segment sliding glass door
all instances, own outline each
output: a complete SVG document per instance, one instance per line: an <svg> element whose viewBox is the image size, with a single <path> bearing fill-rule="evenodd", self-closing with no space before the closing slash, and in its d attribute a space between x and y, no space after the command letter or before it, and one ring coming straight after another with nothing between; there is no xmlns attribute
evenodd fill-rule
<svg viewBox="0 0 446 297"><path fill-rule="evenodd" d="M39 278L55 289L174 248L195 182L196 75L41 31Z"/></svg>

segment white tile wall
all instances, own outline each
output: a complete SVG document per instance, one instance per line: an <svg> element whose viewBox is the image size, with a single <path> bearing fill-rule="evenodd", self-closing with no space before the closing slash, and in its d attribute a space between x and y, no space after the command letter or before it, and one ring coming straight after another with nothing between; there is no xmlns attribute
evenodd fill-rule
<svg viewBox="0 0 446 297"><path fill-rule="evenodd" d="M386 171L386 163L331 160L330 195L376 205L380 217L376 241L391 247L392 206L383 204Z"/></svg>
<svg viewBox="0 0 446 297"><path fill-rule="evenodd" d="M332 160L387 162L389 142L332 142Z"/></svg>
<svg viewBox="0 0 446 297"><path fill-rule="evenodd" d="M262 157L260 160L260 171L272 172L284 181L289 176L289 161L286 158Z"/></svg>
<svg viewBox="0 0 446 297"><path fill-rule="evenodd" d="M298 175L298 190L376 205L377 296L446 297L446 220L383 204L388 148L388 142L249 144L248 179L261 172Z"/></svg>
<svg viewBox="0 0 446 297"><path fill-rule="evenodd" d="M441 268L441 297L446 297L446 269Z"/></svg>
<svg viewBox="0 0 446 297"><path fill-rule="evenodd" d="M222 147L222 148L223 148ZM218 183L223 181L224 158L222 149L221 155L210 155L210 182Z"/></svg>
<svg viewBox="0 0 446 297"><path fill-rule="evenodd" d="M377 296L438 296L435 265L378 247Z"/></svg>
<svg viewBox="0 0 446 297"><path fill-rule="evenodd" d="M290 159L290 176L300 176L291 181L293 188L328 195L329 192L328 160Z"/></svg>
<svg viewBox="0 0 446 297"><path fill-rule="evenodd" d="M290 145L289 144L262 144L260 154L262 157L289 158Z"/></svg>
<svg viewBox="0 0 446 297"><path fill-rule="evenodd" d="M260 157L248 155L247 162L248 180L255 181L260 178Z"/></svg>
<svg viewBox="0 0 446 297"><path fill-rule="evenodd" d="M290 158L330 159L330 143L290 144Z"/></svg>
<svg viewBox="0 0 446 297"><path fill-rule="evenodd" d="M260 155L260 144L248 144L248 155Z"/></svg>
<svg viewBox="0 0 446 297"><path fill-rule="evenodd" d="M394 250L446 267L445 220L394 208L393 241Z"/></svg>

● **Brief**
Can you copy the whole listing above line for line, changing nothing?

● **Response**
segment sliding glass door
all instances, own outline each
output: a complete SVG document per instance, one instance per line: an <svg> element whose viewBox is the image size, with a single <path> bearing fill-rule="evenodd", self-closing with no space before the closing slash, and in its d attribute a space between x and y, no space after the command letter or before it, and one ring coming straight after another with nothing between; there is no xmlns attribute
evenodd fill-rule
<svg viewBox="0 0 446 297"><path fill-rule="evenodd" d="M39 278L55 289L174 248L195 182L196 75L41 31Z"/></svg>

segment white tile wall
all instances, own outline each
output: a complete SVG document per instance, one instance per line: an <svg> element whose viewBox is the image size, with a single <path> bearing fill-rule="evenodd", self-closing with no space before the closing slash, and in its d attribute a space between x and y, no space after the command letter or before it, and one ring coming straight after another with nothing between; there is no xmlns attribute
evenodd fill-rule
<svg viewBox="0 0 446 297"><path fill-rule="evenodd" d="M386 171L386 163L331 160L330 195L376 205L380 217L376 241L391 247L392 206L383 204Z"/></svg>
<svg viewBox="0 0 446 297"><path fill-rule="evenodd" d="M332 160L387 162L389 142L332 142Z"/></svg>
<svg viewBox="0 0 446 297"><path fill-rule="evenodd" d="M262 157L260 160L260 171L272 172L284 181L289 176L289 161L286 158Z"/></svg>
<svg viewBox="0 0 446 297"><path fill-rule="evenodd" d="M298 175L298 190L376 205L377 296L446 297L446 220L383 204L388 148L388 142L249 144L248 179L261 172Z"/></svg>
<svg viewBox="0 0 446 297"><path fill-rule="evenodd" d="M441 268L441 297L446 297L446 269Z"/></svg>
<svg viewBox="0 0 446 297"><path fill-rule="evenodd" d="M222 147L222 148L223 148ZM218 183L223 181L224 158L222 149L221 155L210 155L210 182Z"/></svg>
<svg viewBox="0 0 446 297"><path fill-rule="evenodd" d="M377 296L438 296L435 265L378 247Z"/></svg>
<svg viewBox="0 0 446 297"><path fill-rule="evenodd" d="M290 159L290 176L300 176L291 181L293 188L328 195L329 192L328 160Z"/></svg>
<svg viewBox="0 0 446 297"><path fill-rule="evenodd" d="M290 145L289 144L262 144L260 154L262 157L289 158Z"/></svg>
<svg viewBox="0 0 446 297"><path fill-rule="evenodd" d="M260 157L248 155L247 162L248 180L255 181L260 178Z"/></svg>
<svg viewBox="0 0 446 297"><path fill-rule="evenodd" d="M290 158L330 159L330 143L290 144Z"/></svg>
<svg viewBox="0 0 446 297"><path fill-rule="evenodd" d="M260 155L260 144L248 144L248 155Z"/></svg>
<svg viewBox="0 0 446 297"><path fill-rule="evenodd" d="M394 250L446 267L445 220L394 208L393 241Z"/></svg>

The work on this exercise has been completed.